◆ **WORK TO COMPLETE**
From the material below, extract each line that contains the word "jersey", and reproduce those lines in the order they appear.

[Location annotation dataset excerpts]
— start —

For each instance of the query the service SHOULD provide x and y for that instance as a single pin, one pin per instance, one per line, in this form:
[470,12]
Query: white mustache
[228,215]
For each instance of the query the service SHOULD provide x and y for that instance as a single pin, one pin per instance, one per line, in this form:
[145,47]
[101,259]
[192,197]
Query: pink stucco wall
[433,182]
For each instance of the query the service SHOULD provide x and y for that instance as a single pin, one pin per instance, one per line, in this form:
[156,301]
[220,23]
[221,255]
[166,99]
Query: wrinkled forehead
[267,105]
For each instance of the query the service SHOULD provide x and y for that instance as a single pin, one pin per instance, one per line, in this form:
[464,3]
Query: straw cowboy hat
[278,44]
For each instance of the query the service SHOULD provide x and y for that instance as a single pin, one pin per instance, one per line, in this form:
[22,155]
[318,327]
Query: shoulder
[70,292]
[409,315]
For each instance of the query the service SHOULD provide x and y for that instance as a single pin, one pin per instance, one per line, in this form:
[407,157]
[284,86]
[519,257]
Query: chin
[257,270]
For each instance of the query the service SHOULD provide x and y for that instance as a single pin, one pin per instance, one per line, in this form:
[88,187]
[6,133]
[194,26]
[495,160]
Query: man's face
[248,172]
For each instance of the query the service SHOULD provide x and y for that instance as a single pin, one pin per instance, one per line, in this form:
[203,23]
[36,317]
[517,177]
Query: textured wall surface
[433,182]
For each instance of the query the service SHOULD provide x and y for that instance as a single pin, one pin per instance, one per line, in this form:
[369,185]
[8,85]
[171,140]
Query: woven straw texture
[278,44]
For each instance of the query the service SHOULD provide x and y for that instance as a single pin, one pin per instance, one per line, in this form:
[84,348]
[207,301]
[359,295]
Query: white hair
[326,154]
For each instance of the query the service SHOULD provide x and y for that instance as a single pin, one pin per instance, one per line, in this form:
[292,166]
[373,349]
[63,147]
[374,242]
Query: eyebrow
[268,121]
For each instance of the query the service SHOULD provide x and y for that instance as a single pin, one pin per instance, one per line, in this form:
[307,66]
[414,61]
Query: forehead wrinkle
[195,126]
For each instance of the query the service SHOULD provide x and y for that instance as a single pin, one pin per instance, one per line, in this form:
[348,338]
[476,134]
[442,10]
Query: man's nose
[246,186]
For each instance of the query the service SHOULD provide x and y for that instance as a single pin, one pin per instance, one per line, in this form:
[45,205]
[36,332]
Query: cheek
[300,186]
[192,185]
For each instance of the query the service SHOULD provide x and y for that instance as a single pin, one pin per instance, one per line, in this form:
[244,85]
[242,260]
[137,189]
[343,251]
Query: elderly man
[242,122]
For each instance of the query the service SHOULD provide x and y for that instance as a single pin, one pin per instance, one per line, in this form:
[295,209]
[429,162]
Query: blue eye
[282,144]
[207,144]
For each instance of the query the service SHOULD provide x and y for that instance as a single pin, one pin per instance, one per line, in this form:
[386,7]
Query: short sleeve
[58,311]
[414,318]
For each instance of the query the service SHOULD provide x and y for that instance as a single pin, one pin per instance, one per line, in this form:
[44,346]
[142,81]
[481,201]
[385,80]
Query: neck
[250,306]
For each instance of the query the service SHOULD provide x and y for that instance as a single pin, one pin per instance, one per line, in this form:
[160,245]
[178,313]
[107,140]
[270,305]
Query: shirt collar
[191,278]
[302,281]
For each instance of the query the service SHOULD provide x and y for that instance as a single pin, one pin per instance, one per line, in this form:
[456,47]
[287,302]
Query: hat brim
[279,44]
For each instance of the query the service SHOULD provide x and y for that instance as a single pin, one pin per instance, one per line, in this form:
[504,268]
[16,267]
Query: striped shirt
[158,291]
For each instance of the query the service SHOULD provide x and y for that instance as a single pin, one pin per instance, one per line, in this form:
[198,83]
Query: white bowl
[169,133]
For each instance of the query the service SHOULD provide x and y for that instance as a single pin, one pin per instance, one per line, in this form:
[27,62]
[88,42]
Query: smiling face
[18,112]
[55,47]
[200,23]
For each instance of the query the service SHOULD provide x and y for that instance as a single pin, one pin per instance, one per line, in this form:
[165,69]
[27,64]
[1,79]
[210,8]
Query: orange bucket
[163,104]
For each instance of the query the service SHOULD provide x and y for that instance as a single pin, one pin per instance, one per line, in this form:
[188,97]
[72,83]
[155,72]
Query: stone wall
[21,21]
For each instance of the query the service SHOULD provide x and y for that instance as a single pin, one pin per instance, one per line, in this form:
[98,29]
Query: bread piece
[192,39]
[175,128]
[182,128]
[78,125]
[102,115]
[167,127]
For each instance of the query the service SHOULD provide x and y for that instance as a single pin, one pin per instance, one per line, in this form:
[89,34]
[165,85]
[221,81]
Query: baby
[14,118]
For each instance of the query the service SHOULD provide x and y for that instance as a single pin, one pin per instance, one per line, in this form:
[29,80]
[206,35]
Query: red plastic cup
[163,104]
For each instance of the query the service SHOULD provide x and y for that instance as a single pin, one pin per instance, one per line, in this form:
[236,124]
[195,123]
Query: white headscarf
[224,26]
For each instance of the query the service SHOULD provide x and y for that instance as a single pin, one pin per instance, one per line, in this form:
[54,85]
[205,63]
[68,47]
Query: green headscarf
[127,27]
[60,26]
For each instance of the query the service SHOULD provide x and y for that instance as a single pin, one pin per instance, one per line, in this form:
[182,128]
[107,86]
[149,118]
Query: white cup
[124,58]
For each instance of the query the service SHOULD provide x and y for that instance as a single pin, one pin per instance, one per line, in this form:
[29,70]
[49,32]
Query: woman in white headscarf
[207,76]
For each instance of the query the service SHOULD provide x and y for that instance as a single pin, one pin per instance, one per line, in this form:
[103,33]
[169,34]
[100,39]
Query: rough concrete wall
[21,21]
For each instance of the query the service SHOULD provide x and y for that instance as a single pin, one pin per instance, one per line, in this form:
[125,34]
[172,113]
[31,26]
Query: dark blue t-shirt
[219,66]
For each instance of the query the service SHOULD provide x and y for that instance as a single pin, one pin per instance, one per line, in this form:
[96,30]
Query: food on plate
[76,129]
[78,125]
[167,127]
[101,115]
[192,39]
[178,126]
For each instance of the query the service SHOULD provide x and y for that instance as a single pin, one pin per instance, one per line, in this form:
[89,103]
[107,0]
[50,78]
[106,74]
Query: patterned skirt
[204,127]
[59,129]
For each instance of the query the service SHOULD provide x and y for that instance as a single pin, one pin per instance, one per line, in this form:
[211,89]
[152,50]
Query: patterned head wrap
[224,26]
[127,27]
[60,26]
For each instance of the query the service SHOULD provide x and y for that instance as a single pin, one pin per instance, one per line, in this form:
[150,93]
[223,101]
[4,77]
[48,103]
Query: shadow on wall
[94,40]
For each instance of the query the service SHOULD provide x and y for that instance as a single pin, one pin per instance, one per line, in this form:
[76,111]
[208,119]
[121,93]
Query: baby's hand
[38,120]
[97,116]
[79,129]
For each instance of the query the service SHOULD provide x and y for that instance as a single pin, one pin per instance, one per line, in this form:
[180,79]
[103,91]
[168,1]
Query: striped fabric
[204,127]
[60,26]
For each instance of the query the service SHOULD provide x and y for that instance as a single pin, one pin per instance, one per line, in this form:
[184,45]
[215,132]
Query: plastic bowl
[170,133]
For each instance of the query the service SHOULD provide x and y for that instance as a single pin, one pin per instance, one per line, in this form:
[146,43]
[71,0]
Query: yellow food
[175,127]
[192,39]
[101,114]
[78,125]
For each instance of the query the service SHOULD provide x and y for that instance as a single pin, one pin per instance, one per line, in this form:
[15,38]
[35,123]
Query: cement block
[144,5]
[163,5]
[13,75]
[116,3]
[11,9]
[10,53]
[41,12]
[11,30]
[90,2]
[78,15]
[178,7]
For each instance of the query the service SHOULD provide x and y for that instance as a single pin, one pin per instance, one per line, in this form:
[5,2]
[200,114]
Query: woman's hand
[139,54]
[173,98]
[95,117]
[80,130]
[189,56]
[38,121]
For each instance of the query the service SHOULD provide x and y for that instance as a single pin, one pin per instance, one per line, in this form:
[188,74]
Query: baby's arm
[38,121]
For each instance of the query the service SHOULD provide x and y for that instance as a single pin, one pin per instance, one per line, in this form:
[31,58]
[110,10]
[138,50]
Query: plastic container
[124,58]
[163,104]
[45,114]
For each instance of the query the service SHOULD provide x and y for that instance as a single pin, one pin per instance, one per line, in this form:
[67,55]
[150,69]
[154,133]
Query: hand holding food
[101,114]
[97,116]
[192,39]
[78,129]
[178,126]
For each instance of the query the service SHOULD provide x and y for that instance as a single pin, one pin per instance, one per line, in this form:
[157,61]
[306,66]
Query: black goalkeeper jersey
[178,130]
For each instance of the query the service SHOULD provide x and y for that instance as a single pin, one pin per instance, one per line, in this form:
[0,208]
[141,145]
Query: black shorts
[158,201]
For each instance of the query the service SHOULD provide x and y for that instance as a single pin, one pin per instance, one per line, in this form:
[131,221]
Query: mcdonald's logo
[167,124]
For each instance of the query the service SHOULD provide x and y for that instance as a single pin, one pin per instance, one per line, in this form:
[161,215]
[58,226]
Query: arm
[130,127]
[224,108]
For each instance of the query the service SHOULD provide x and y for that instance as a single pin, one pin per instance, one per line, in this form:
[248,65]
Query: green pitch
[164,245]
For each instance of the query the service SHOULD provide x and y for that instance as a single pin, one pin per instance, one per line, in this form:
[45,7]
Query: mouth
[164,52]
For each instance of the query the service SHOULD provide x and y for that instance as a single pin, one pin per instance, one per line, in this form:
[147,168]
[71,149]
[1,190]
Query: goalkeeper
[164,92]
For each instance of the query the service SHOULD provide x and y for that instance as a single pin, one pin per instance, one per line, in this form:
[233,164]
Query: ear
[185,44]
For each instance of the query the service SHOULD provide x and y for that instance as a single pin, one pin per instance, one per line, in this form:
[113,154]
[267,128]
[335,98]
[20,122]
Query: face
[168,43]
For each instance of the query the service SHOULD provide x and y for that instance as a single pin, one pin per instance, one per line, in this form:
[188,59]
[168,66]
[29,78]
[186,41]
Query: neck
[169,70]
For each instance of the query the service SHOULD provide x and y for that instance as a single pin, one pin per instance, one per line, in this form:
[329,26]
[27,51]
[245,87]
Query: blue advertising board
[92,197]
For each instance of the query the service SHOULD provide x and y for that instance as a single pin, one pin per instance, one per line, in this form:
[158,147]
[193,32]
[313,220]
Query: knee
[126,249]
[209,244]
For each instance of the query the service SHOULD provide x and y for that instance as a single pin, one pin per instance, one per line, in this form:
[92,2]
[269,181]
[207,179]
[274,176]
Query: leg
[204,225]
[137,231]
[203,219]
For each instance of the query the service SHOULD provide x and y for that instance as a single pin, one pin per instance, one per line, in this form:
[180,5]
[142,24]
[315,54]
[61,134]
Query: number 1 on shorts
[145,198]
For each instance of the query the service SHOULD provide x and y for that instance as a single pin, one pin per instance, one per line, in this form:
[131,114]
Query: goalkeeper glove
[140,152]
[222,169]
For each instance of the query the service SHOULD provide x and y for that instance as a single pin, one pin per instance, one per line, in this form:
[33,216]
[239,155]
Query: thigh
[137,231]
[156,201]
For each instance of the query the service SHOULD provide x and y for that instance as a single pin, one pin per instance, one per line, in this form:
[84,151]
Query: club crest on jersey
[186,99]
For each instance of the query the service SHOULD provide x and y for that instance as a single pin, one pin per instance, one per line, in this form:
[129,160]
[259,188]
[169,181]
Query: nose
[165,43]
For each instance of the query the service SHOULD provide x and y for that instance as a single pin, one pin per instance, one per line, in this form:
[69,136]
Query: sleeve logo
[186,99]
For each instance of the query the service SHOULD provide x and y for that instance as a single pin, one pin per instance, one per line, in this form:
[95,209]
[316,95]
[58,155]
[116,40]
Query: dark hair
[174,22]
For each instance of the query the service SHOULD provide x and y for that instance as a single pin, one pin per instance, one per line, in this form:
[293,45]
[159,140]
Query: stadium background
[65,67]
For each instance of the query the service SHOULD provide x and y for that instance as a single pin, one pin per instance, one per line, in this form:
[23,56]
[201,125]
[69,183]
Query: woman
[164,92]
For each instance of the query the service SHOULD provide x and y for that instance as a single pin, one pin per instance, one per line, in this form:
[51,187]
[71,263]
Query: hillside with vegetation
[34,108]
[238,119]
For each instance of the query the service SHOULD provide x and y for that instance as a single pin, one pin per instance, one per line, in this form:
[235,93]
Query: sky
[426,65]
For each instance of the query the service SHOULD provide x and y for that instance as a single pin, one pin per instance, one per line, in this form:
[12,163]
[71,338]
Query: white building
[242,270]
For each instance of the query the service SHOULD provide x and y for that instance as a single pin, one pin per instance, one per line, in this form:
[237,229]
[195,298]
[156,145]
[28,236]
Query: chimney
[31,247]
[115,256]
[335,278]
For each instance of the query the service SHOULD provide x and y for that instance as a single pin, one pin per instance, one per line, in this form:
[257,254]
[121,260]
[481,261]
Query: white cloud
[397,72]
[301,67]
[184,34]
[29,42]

— end —

◆ **OUTPUT BELOW**
Query: black goalkeeper jersey
Query: club crest on jersey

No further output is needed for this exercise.